- _Отрывок со страницы_
Полковник сказал мне:

— Кентцы на подходе. От нас они где-то в полумиле. Поезжайте и скажите им, чтоб поторопились, иначе всем нам крышка.

Я уже отправился было выполнять поручение, когда меня посетила светлая мысль. В моем воображении промелькнула картина: отряд атакован и истреблен, а я — адъютант дивизионного генерала, единственный уцелевший, мчусь во весь дух сообщить о несчастье и молить о помощи. Я сказал:

— Мне нужно письменное распоряжение, сэр.

Полковник, казалось, удивился. Порывшись в карманах кителя, он извлек оттуда блокнот и принялся сочинять записку.

Тем временем командир отряда надрывал голос, пытаясь командами своими унять общий гул и сумятицу. Наконец он заставил-таки бойцов прекратить дикую и беспорядочную пальбу.

— Залповый огонь! Готовьсь! Пли!

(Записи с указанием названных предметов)
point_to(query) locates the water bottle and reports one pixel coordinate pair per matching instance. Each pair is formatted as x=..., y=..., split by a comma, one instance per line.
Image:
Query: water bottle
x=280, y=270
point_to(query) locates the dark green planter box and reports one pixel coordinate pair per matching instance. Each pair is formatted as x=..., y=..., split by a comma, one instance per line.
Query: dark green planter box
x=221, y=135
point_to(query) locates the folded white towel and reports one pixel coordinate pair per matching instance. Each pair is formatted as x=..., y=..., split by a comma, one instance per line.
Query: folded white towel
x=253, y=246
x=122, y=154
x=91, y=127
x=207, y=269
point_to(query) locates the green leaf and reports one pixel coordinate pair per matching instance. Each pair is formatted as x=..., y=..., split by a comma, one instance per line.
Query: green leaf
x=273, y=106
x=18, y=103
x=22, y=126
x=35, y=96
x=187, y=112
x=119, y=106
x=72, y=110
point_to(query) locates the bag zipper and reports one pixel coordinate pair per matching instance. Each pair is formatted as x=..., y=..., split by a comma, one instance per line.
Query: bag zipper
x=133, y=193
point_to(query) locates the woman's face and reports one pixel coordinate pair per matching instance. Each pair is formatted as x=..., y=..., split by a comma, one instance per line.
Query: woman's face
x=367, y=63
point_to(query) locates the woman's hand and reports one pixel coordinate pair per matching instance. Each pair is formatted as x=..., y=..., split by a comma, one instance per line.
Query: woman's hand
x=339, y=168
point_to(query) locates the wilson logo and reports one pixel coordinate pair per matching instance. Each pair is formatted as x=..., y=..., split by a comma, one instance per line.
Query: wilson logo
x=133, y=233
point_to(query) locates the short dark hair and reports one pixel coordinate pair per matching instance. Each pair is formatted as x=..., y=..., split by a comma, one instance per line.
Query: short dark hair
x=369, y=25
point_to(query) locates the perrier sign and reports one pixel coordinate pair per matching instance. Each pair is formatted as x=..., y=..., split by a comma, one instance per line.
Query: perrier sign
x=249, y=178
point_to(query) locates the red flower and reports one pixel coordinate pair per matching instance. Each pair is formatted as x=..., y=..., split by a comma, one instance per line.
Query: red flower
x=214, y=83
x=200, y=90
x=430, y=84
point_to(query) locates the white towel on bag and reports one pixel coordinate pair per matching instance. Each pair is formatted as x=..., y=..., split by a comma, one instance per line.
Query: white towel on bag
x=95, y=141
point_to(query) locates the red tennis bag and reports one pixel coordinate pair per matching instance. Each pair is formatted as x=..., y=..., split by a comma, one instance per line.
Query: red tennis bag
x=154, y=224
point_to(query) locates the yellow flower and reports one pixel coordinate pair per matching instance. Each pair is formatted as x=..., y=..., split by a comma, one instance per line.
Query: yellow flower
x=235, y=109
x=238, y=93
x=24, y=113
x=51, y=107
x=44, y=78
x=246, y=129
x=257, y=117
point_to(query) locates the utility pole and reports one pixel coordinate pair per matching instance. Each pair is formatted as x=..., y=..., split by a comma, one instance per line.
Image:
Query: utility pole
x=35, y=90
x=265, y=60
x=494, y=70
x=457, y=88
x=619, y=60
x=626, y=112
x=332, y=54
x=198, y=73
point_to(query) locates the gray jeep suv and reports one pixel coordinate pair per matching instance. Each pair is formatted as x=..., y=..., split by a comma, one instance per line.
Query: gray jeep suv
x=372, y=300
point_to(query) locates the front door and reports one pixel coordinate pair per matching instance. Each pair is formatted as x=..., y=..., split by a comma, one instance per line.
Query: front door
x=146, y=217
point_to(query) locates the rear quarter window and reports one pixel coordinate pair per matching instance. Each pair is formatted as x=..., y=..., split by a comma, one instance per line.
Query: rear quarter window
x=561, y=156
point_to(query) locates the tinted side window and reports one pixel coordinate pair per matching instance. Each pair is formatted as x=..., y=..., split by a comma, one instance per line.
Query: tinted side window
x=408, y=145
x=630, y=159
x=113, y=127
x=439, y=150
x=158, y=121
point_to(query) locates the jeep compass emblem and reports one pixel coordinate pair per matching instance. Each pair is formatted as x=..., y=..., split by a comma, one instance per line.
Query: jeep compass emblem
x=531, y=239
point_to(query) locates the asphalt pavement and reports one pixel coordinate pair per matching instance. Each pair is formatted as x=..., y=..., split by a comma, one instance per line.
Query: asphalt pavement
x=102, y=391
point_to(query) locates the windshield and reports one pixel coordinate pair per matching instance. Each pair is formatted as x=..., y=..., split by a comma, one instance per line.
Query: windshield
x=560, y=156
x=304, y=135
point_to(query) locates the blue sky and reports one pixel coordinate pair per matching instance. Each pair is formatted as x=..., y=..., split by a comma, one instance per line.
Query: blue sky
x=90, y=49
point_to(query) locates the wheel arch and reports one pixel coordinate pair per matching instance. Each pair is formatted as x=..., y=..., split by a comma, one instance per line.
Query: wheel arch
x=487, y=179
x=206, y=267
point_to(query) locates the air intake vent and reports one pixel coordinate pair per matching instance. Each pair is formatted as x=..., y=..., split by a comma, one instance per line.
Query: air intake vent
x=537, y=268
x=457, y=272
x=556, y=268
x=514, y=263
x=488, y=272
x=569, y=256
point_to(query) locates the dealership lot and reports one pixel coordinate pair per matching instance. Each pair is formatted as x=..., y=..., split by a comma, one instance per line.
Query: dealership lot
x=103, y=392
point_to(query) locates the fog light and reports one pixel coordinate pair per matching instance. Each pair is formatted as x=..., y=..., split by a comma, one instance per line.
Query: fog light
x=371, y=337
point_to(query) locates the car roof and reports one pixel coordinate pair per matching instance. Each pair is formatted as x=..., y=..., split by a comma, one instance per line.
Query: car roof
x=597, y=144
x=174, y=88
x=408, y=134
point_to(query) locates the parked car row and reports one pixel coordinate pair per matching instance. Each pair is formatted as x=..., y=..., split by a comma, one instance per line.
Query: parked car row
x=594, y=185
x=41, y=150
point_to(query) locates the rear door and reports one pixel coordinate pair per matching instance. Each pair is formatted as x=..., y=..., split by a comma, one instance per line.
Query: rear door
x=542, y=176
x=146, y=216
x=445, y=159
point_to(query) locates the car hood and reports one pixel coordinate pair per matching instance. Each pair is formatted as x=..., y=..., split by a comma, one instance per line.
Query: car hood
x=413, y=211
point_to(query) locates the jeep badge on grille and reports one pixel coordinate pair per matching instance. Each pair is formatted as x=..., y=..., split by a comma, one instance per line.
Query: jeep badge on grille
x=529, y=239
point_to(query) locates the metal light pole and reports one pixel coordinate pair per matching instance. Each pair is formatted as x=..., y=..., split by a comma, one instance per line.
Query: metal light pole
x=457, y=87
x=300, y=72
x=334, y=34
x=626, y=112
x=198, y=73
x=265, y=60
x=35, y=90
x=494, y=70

- _Задания_
**A)** Измените отрывок: перепишите его от слов «Я уже отправился» до слов «принялся сочинять записку.» включительно и поставьте «записную книжку» вместо «блокнот».
**B)** Как далеко, по словам полковника в отрывке, находятся кентцы?
**C)** Переведите на английский предложение из отрывка: «Полковник, казалось, удивился».

- _Ответы_
**A)**
Я уже отправился было выполнять поручение, когда меня посетила светлая мысль. В моем воображении промелькнула картина: отряд атакован и истреблен, а я — адъютант дивизионного генерала, единственный уцелевший, мчусь во весь дух сообщить о несчастье и молить о помощи. Я сказал:

— Мне нужно письменное распоряжение, сэр.

Полковник, казалось, удивился. Порывшись в карманах кителя, он извлек оттуда записную книжку и принялся сочинять записку.

**B)** Где-то в полумиле.

**C)** The colonel seemed surprised.